DOCUMENT EXTRACT.

————————

Sydney Architecture Images- Sydney University

JD Stewart Building


Walter Liberty Vernon (NSWGA)
Gov. Architect 1910-12 & 1939-40, Moore Walker & Croaker 1957, Uni. Office of Works 1961-63,71


Science Road




Federation Arts and Crafts Gothic


red brick with sandstone trim


Originally teaching rooms with lecture theatre.
The first purpose-built building for the newly established Veterinary Science, in continuous use for that purpose since 1912 and one of a diminishing number of buildings still used for its original purpose. One of the subjects introduced into the curriculum in the early 20th century in recognition of the need for a high standard of training and research in areas of major significance to agricultural and pastoral growth and hence to the national economy. One of the unusual and carefully detailed Federation Arts and Crafts style Science faculties to be constructed along Science Road, designed by the NSW Government Architects branch under Walter Liberty Vernon.

In 1908 the government increased the University's endowment to provide Chairs of Veterinary Science and Agriculture and James Stewart took up appointment as first professor of Veterinary Science in May 1909. Plans for a new building drawn up by the Government Architect were approved by Senate in February 1910, the first year of student enrolments and was largely completed in 1912. The site, the former Orphan School Creek, was swampy and needed infilling and deep foundations. Foundations for other permanent buildings were laid on the west side but WWI caused a postponement of building and the veterinary hospital and other associated structures were for many years temporary weatherboard buildings. An addition was constructed at the south end of the original building in 1939-1940 by the Government Architect and in 1957 a common room was added on the north side. Further additions were made in 1961-1963 and 1971 to the west side of the building. A lodge (B03) and observation box (B11) were added to the precinct by Leslie Wilkinson in 1920-1921. The Veterinary School was designed by the Government Architect, Walter Liberty Vernon c. 1910. The original drawings show that it was intended to contain a museum, theatre, laboratory and post mortem facilities on the ground floor with a common room, library, theatres, offices and a dissecting room above. The building was one of a number of buildings designed for Sydney University by the Government Architect's branch prior to World War I, including the Union Building, the schools of Engineering and Agriculture, the former Fisher Library (Maclaurin Hall) and the northern extensions to the Medical School. Subsequent additions have been made to the building.

————————

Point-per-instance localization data

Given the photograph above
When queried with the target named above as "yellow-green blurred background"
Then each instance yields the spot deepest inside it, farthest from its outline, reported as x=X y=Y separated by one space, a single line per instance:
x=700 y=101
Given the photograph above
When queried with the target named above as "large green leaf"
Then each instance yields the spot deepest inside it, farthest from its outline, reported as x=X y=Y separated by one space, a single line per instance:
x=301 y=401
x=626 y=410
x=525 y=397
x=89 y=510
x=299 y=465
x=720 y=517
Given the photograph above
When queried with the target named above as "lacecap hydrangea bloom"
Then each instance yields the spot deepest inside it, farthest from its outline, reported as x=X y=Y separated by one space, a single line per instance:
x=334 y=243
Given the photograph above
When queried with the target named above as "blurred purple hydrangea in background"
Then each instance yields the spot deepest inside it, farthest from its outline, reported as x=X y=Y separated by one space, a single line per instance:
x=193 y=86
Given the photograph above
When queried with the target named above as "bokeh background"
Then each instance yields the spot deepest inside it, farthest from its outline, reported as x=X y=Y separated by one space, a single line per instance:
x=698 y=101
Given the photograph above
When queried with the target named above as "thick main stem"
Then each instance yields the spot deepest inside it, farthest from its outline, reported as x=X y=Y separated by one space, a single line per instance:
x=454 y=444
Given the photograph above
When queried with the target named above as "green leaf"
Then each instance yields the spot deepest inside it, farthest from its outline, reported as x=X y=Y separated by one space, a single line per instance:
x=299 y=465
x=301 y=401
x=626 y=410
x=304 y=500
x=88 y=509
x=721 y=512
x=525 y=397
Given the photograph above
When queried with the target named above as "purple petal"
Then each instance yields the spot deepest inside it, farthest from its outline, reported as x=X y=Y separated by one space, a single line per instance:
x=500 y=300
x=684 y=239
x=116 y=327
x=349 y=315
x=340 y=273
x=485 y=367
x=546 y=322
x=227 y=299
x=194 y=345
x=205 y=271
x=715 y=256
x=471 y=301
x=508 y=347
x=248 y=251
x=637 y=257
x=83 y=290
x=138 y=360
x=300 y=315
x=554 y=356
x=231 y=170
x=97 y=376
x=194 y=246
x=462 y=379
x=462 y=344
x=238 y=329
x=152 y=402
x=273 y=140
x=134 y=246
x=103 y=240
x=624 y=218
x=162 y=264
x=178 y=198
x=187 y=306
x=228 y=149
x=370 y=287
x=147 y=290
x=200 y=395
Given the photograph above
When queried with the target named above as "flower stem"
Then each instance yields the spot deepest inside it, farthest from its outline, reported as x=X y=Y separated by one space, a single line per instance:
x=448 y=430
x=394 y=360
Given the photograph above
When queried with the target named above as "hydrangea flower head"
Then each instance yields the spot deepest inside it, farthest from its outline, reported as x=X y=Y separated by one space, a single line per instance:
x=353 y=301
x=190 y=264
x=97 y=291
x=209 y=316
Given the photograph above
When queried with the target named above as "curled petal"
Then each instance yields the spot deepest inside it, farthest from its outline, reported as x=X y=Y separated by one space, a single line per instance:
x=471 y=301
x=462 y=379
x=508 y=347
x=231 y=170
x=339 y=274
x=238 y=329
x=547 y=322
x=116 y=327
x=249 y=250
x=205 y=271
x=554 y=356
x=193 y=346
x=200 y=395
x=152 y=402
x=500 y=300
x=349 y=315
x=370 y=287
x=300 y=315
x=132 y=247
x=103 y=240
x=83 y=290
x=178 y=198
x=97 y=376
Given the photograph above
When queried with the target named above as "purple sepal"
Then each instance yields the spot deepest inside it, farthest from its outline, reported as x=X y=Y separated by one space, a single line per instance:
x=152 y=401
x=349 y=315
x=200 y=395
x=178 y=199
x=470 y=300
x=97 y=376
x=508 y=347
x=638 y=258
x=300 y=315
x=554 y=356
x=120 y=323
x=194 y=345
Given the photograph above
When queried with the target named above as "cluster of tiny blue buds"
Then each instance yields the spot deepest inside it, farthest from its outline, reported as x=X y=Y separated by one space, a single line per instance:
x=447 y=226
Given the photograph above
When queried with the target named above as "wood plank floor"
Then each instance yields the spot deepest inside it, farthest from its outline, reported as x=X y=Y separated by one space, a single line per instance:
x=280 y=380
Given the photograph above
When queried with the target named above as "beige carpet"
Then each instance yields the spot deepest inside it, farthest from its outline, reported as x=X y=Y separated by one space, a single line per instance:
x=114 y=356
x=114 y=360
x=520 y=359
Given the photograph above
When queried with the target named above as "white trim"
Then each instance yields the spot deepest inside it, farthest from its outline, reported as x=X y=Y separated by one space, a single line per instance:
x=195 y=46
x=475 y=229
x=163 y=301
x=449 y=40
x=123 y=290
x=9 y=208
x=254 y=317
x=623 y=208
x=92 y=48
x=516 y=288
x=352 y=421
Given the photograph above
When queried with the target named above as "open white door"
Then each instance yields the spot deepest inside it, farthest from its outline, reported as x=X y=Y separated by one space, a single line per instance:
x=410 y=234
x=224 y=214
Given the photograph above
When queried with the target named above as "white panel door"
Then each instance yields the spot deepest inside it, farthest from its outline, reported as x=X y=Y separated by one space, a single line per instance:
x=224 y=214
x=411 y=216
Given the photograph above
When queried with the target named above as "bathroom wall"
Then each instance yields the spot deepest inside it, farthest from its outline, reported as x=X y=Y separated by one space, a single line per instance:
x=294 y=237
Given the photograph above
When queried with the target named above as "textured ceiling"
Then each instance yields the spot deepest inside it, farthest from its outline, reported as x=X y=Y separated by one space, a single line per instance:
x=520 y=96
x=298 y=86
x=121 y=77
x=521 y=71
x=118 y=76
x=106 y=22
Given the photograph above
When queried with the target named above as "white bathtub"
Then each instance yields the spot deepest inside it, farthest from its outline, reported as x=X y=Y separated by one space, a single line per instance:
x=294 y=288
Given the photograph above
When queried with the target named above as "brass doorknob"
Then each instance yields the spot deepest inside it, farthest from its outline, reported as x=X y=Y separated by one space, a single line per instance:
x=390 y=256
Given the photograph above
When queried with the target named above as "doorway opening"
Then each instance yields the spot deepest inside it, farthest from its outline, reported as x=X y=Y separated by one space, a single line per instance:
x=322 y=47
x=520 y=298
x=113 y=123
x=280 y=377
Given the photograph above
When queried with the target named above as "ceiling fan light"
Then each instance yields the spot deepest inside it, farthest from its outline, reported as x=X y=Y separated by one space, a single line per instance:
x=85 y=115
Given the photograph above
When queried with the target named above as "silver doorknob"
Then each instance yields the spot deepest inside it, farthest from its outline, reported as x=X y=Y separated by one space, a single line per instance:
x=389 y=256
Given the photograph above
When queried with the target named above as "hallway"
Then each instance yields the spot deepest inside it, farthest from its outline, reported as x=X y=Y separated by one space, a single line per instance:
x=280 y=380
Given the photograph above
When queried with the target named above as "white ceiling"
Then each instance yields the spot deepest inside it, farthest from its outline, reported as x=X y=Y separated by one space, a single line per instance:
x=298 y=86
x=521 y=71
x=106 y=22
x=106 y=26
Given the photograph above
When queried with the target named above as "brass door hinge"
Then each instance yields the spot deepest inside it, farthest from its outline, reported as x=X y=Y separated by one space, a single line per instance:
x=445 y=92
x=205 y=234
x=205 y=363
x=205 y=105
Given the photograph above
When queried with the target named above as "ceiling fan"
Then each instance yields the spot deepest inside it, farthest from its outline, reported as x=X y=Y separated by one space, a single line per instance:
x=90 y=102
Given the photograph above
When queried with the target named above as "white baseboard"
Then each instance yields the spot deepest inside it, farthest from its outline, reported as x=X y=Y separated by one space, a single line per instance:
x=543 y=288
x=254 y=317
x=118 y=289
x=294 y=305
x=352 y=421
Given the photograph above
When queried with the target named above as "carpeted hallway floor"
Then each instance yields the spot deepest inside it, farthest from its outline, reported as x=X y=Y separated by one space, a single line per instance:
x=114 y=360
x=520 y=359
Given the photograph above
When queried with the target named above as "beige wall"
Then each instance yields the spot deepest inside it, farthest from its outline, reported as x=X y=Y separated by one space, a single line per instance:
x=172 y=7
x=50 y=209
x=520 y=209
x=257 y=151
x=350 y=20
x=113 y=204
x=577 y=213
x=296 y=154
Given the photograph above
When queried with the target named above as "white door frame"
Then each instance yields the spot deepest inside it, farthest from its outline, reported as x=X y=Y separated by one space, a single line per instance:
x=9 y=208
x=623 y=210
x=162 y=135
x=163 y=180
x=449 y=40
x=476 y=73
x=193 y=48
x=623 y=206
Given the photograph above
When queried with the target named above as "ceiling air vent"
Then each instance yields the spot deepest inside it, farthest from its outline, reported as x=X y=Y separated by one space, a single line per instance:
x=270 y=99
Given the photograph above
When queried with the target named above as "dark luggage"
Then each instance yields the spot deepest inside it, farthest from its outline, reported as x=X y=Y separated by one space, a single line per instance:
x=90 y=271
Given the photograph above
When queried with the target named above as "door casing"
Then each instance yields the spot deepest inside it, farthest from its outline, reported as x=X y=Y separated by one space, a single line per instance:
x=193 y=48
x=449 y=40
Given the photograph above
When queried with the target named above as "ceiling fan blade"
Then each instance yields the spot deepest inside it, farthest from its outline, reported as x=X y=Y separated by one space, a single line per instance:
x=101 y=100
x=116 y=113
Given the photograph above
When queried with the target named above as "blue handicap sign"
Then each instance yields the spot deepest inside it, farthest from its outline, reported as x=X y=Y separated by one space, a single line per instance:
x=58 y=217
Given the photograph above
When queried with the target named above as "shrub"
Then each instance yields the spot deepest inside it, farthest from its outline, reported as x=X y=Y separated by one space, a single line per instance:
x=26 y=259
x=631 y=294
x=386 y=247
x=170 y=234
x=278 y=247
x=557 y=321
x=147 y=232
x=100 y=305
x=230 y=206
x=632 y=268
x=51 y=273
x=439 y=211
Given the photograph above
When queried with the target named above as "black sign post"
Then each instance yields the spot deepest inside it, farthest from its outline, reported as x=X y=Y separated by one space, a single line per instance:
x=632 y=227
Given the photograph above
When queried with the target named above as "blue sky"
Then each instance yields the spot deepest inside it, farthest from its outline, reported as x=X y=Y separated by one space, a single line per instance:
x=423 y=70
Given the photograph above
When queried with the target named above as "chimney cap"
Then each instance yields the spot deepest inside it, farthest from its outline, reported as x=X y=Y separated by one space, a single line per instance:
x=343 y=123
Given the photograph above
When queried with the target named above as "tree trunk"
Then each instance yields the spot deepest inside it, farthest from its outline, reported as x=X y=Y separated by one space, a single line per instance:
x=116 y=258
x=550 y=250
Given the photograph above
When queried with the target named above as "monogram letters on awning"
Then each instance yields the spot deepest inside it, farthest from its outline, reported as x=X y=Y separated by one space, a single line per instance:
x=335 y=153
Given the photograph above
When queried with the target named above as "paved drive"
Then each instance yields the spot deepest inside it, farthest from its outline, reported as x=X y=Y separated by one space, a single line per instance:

————————

WHAT IS BEING ASKED. Copy the JD Stewart Building text between "Originally teaching rooms" and "Walter Liberty Vernon.", inclusive, substituting "lecture hall" for "lecture theatre". Work from the JD Stewart Building text alone.

SOLUTION.
Originally teaching rooms with lecture hall.
The first purpose-built building for the newly established Veterinary Science, in continuous use for that purpose since 1912 and one of a diminishing number of buildings still used for its original purpose. One of the subjects introduced into the curriculum in the early 20th century in recognition of the need for a high standard of training and research in areas of major significance to agricultural and pastoral growth and hence to the national economy. One of the unusual and carefully detailed Federation Arts and Crafts style Science faculties to be constructed along Science Road, designed by the NSW Government Architects branch under Walter Liberty Vernon.